WHAT TO WORK ON:
[1] About the Bahagharing Itim exhibition text:
(a) In which city is the tire factory?
(b) How many paintings make up Sampung Taon?
(c) What did Bahagharing Itim become after the artist involved himself in factory life?
[2] Pick up the Bahagharing Itim exhibition text after its final sentence and write what comes next.

SOURCE EXCERPT:
[start]

BAHAGHARING ITIM
Wipo
There is a tire factory in Valenzuela City where everything is draped in black dust. The air inside is thickened by carbon powder mist; workers are clothed in the same mist they try not to breathe in – shirts as makeshift masks tied around their faces. The machines are stained black like the floor and the ceiling and the walls that look like an aftermath of a fire – still smoldering at the edges.
There is a mechanical engineer who has been working six and a half days a week in this factory for ten years now. He has great pride in his work.
There is a son who saw his father go through episodes of elation and decline, but mostly the latter. He blamed the half Sundays.
***
In Sampung Taon, a series of three paintings, Wipo translates what he perceives as his father’s decline into a seamless three-stage mutation of what appears to be an abstraction of a man disintegrating and diffusing into quiet chaos that cannot be contained inside the squareness of a canvas.
Having been working predominantly on themes of human behavior and the makings of the human mind, the depiction of decline in Sampung Taon is evidently of a psychological nature, where the artist injects as much of himself into his primary subject. How much of it is the artist? How much of it is his father?
Bahagharing Itim, Wipo’s first one-man exhibition started as a son’s selfish initiative to celebrate his father, hence the immersion into his father’s world, the tire factory. Further involving himself into the life in the factory not only led to a reintroduction of his father, but also an introduction to the lives of the factory workers. This steered Bahagharing Itim into becoming a commemoration and an observance of respect towards the common Filipino worker.

[end]

DATA PROVIDED:
[start]

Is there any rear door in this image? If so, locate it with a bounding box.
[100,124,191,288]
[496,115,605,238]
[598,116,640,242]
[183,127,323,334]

[end]

EXPECTED ANSWERS:
[1]
(a) Valenzuela City
(b) Three
(c) A commemoration and an observance of respect towards the common Filipino worker

[2]
Manggagawa ng Bahagharing Itim, a series of seven paintings, are portraits of the factory workers the artist has interacted with in his regular visits to the factory. Through the use of his current painting style, Wipo effectively obscures the workers’ identities, melding and contorting, warping and dissolving them into surreal forms that suggest a person but not a particular one – an epitome of the common worker, the majority of Filipinos.
The artist took literal inspiration from the proverbial “gulong ng palad” in Bakas Ng Mga Araw, where he let tires roll and leave marks on his canvas. Together with his installation, Hakbang Sa Paggawa Ng Bahaghari, and his sculpture, Kinsenas-Katapusan, Wipo sews together his depiction of life in Bahagharing Itim – a compact of seven days continuously rotating in a cycle of hardship, hard work and reward.
***
There is a son who swore off half Sundays, so when he got the chance, he quit his creative agency job. He thought he’d work as an artist with time on his hands.
There is a mechanical engineer whose hard work is wished to be celebrated by his son.
There is a tire factory in Valenzuela City which was recently frequented by one of its engineer’s son. Everything is draped in black dust. The air inside is thickened by carbon powder mist; workers are clothed in the same mist they try not to breathe in. With shirts as makeshift masks tied around their faces, they taught the son respect and gratitude for the half Sundays.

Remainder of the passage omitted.